Starting at the line that holds "k so looking at the picture above, point out the water", transcribe every line to the end of the data exactly; include no other lines.

#### Data:
"""

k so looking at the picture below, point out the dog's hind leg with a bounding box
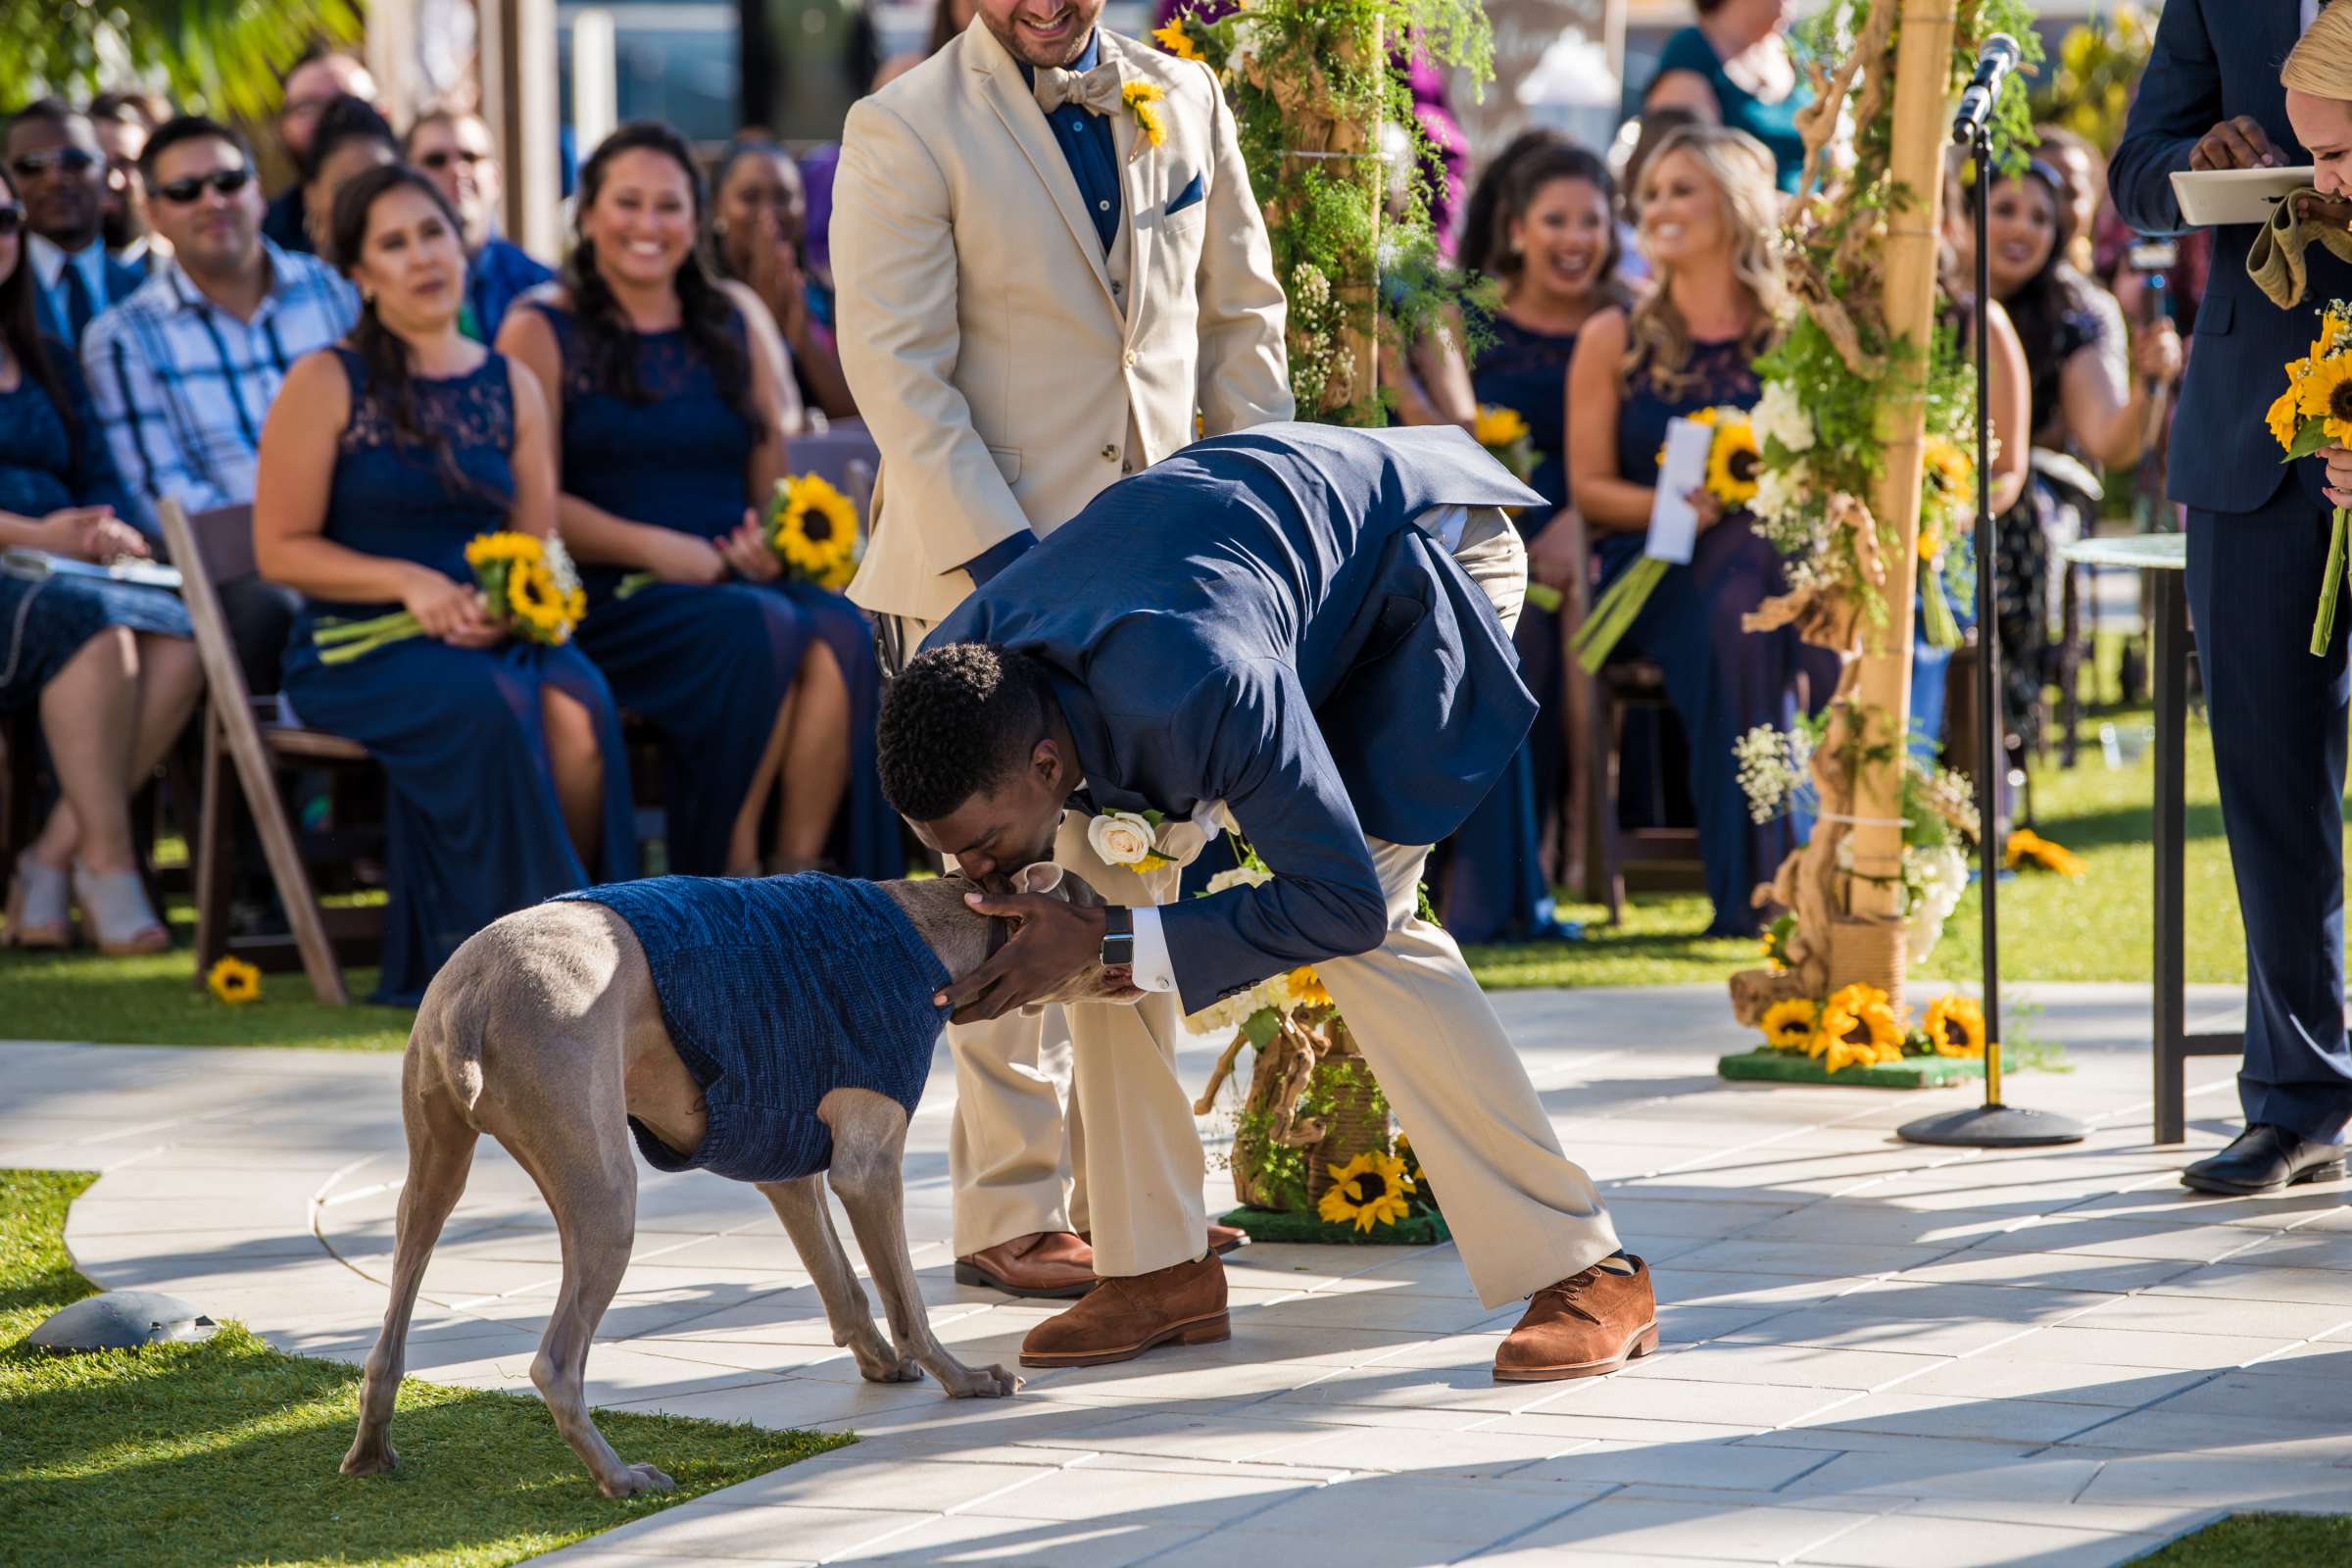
[759,1176,915,1384]
[818,1089,1020,1398]
[501,1118,676,1500]
[343,1044,479,1478]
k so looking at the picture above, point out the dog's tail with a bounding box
[442,1003,488,1115]
[411,967,489,1118]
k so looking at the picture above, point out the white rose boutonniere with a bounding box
[1087,809,1173,873]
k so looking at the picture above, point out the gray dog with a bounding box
[339,865,1133,1497]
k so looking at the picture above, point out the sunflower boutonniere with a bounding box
[1122,80,1167,151]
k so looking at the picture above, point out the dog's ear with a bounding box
[1014,862,1065,897]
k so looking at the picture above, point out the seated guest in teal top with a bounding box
[404,108,554,343]
[256,166,637,1005]
[499,122,902,883]
[1643,0,1811,193]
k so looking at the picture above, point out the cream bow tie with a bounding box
[1034,60,1123,118]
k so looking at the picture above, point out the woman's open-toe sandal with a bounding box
[71,864,170,956]
[3,858,76,949]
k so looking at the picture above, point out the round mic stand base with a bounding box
[1896,1102,2088,1148]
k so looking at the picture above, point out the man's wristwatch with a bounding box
[1100,906,1135,968]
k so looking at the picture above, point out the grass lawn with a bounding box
[2138,1512,2352,1564]
[0,697,2321,1054]
[0,1170,849,1567]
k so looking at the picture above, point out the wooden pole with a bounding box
[1840,1,1958,1007]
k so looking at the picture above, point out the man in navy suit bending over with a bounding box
[2113,0,2352,1191]
[876,421,1652,1378]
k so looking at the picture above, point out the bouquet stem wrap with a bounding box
[2318,505,2348,658]
[1571,557,1666,674]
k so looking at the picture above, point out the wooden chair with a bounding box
[156,499,380,1004]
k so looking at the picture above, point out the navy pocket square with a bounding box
[1165,173,1204,217]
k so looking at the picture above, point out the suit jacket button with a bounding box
[1124,350,1139,367]
[1101,444,1119,461]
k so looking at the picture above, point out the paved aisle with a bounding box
[4,983,2347,1567]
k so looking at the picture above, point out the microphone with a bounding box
[1951,33,2023,144]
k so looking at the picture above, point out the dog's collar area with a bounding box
[984,914,1014,962]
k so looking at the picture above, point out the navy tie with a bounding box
[59,264,95,343]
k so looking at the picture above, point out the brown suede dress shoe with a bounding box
[1494,1254,1658,1382]
[1020,1253,1229,1367]
[1078,1225,1248,1256]
[955,1231,1098,1299]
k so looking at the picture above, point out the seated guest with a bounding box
[1567,124,1837,938]
[254,165,637,1004]
[82,115,358,693]
[498,122,900,881]
[5,101,145,347]
[1437,140,1630,944]
[0,170,199,953]
[1642,0,1810,193]
[872,0,973,89]
[711,138,856,420]
[88,92,159,270]
[262,51,379,256]
[298,96,397,263]
[403,108,553,343]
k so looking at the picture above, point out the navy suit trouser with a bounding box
[2187,491,2352,1143]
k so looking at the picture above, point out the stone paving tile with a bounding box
[830,1513,1202,1566]
[1472,1496,1888,1563]
[1237,1474,1607,1547]
[1793,1514,2164,1568]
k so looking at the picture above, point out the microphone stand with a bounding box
[1899,116,2087,1150]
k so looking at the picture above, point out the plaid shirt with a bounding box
[81,240,358,536]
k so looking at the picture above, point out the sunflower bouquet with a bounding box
[1571,405,1760,673]
[766,472,862,592]
[1755,983,1985,1074]
[2267,301,2352,655]
[1472,405,1540,485]
[313,530,586,665]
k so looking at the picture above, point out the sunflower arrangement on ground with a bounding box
[311,530,586,664]
[1570,406,1760,672]
[2266,300,2352,655]
[1187,854,1443,1240]
[767,472,862,591]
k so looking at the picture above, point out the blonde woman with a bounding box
[1566,123,1836,938]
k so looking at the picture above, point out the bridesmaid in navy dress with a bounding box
[1438,139,1626,943]
[1568,125,1835,938]
[500,122,899,881]
[257,166,636,1004]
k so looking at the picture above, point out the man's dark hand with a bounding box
[935,892,1109,1024]
[2190,117,2283,172]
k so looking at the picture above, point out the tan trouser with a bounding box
[1072,510,1622,1305]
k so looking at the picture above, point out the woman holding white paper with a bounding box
[1566,123,1837,938]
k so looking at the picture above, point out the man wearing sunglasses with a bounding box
[81,115,356,695]
[402,109,550,342]
[4,101,146,349]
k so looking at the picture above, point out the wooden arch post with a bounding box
[1835,0,1960,1011]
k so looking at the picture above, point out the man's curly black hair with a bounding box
[877,644,1055,820]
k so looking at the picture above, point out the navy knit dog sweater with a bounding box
[554,874,951,1183]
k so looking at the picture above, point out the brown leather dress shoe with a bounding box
[1494,1254,1658,1382]
[955,1231,1098,1299]
[1020,1253,1229,1367]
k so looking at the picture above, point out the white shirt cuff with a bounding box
[1129,905,1177,993]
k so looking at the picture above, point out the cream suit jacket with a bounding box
[833,23,1294,625]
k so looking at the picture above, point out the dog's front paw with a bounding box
[850,1334,924,1384]
[598,1461,677,1498]
[938,1359,1022,1399]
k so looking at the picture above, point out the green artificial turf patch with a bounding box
[1716,1048,1987,1090]
[2136,1511,2352,1565]
[0,1170,849,1567]
[1218,1205,1452,1246]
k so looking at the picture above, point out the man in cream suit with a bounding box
[833,0,1293,1297]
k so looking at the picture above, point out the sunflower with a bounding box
[465,530,543,569]
[1152,19,1203,60]
[1923,439,1972,500]
[207,956,262,1005]
[1318,1150,1415,1232]
[1924,994,1986,1058]
[2296,355,2352,446]
[769,474,860,581]
[1474,406,1530,450]
[2270,385,2307,454]
[2005,828,2087,879]
[1761,997,1818,1052]
[1122,80,1167,148]
[507,558,569,636]
[1812,982,1903,1073]
[1917,524,1942,562]
[1284,966,1334,1011]
[1704,415,1762,506]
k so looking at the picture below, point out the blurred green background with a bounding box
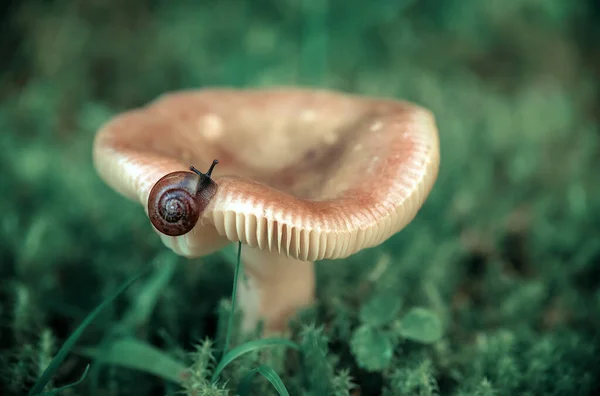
[1,0,599,395]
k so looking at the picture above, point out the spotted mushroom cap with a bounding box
[93,87,440,261]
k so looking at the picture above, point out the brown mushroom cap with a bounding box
[93,87,440,261]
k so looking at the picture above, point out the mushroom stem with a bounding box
[236,246,315,334]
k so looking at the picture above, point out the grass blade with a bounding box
[88,256,175,394]
[224,241,242,354]
[28,269,147,395]
[79,337,187,384]
[38,364,90,396]
[120,252,178,330]
[211,338,300,384]
[238,364,291,396]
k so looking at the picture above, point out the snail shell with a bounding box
[147,163,218,236]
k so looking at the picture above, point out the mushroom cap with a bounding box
[93,87,440,261]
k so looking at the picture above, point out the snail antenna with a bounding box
[190,159,219,178]
[189,166,202,177]
[206,159,219,177]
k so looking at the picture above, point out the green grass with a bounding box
[31,242,296,395]
[1,0,599,394]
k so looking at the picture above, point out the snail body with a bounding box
[148,160,219,236]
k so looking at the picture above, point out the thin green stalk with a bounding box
[28,269,147,395]
[224,241,242,354]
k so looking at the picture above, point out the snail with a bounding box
[148,159,219,236]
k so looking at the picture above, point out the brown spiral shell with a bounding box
[147,162,218,236]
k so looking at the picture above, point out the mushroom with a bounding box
[93,87,440,333]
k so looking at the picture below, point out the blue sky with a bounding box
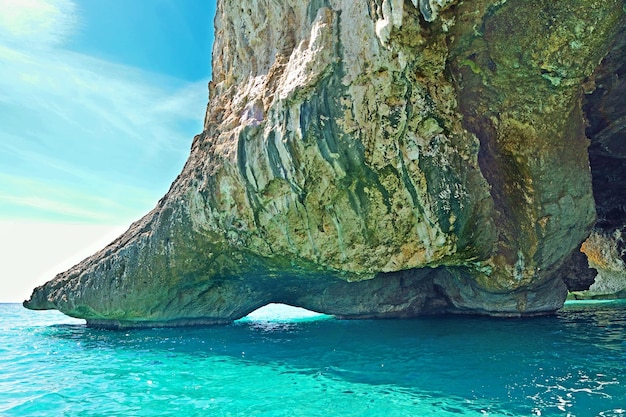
[0,0,216,301]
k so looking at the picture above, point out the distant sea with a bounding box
[1,301,625,416]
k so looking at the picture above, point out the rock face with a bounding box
[578,25,626,299]
[569,231,626,299]
[24,0,625,327]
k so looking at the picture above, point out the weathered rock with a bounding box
[447,0,624,303]
[24,0,625,326]
[553,248,597,292]
[569,230,626,299]
[573,25,626,298]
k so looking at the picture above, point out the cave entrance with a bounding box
[584,28,626,236]
[575,29,626,296]
[238,303,331,323]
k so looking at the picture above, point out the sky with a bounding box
[0,0,216,302]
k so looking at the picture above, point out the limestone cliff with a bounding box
[24,0,625,327]
[576,25,626,299]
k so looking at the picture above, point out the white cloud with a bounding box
[0,172,154,223]
[0,3,209,225]
[0,0,212,301]
[0,0,77,47]
[0,45,207,151]
[0,45,209,223]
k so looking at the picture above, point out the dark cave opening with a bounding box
[553,27,626,295]
[583,27,626,265]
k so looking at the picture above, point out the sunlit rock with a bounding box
[568,231,626,300]
[24,0,626,327]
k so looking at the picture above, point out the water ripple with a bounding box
[1,301,625,416]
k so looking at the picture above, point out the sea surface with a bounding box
[1,301,625,416]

"""

#### Problem solution:
k so looking at the picture above, point out the water ripple with a bounding box
[1,301,625,416]
k so looking at the picture above, point out the sea surface with a bounding box
[1,301,625,416]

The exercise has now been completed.